Directions
The response must contain each line of the material that holds "blurred".

Provided entries
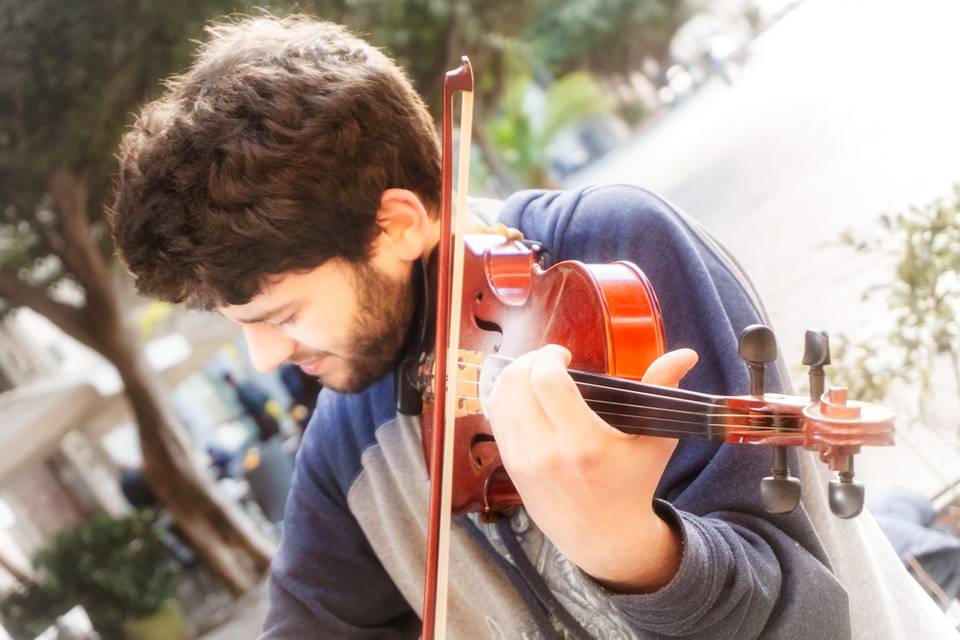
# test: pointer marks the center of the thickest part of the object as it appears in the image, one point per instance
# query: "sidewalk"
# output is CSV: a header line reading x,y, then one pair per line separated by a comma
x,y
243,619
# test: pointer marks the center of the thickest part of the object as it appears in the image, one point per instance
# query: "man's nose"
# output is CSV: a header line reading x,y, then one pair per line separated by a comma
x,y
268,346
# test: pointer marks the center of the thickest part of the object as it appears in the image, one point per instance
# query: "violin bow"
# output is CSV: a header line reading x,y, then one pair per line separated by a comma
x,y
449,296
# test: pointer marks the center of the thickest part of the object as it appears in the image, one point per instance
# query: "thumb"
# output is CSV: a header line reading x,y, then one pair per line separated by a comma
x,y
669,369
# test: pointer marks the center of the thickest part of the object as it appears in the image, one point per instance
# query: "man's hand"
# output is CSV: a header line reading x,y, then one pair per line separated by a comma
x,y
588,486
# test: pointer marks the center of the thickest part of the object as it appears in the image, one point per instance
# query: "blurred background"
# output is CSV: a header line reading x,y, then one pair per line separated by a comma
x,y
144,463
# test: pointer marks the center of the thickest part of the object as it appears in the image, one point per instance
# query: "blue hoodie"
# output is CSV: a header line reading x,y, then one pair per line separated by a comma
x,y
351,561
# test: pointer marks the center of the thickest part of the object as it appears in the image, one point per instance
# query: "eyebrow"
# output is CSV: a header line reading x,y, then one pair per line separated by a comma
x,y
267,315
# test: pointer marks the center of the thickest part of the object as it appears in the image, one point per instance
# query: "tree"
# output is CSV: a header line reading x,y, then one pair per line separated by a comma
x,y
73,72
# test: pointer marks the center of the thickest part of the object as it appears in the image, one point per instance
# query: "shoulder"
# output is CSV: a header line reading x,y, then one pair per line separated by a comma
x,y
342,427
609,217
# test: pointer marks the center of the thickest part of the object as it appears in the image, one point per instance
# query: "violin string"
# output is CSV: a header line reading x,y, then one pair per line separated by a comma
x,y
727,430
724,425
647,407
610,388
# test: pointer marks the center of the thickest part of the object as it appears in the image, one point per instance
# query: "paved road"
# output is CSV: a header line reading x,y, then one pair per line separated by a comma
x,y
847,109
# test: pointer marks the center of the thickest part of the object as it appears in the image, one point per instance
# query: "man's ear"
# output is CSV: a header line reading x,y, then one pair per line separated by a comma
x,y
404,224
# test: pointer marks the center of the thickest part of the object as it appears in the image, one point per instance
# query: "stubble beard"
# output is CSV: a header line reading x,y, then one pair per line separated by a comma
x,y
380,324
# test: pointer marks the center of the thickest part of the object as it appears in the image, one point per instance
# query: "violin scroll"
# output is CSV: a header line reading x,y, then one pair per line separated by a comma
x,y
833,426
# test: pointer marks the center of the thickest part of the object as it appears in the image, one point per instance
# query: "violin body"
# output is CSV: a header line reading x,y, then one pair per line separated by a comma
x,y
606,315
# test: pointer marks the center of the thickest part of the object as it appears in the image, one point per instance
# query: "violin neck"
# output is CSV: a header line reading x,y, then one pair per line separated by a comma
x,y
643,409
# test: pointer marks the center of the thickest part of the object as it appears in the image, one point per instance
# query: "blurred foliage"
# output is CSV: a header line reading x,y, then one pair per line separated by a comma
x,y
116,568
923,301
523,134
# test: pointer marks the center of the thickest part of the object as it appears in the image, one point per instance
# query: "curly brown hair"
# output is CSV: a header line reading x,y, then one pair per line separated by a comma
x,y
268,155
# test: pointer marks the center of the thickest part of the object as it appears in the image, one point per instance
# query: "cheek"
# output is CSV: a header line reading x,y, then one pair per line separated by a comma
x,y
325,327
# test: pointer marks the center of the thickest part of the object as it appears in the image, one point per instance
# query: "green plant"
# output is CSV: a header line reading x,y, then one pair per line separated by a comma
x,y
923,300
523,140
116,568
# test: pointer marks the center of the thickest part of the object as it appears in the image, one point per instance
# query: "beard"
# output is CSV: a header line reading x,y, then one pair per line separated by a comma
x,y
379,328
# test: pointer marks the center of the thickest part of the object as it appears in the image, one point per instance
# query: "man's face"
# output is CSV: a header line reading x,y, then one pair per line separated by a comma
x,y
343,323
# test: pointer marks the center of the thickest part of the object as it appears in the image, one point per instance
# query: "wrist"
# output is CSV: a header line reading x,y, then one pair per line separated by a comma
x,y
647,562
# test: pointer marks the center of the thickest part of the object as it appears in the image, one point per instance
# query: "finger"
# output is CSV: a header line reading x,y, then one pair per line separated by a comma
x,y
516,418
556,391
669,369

---

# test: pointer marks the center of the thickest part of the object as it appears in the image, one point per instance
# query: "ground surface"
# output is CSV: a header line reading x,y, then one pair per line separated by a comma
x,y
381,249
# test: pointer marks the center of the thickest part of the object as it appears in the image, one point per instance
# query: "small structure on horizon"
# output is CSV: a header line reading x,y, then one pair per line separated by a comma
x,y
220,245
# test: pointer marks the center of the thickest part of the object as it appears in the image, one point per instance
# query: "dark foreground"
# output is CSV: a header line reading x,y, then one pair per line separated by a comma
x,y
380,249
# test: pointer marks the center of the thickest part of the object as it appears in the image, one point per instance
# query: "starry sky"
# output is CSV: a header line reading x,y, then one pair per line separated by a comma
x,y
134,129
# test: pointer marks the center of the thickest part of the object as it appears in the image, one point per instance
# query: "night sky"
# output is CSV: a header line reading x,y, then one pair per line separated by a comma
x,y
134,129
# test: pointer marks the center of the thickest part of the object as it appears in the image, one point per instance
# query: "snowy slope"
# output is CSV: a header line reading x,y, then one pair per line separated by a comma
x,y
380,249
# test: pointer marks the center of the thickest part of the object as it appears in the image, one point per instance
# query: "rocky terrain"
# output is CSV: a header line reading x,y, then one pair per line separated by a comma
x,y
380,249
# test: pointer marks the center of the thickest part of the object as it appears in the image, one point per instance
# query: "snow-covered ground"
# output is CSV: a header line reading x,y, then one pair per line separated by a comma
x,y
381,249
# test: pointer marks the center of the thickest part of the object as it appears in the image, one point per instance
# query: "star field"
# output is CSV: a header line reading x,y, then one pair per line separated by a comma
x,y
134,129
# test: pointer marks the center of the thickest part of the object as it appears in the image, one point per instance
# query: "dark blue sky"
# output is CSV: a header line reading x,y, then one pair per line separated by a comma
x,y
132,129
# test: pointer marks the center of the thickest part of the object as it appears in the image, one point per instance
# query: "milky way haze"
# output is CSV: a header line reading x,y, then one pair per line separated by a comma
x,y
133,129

Solution to the exercise
# query: "blurred background"
# query: "blurred foliage"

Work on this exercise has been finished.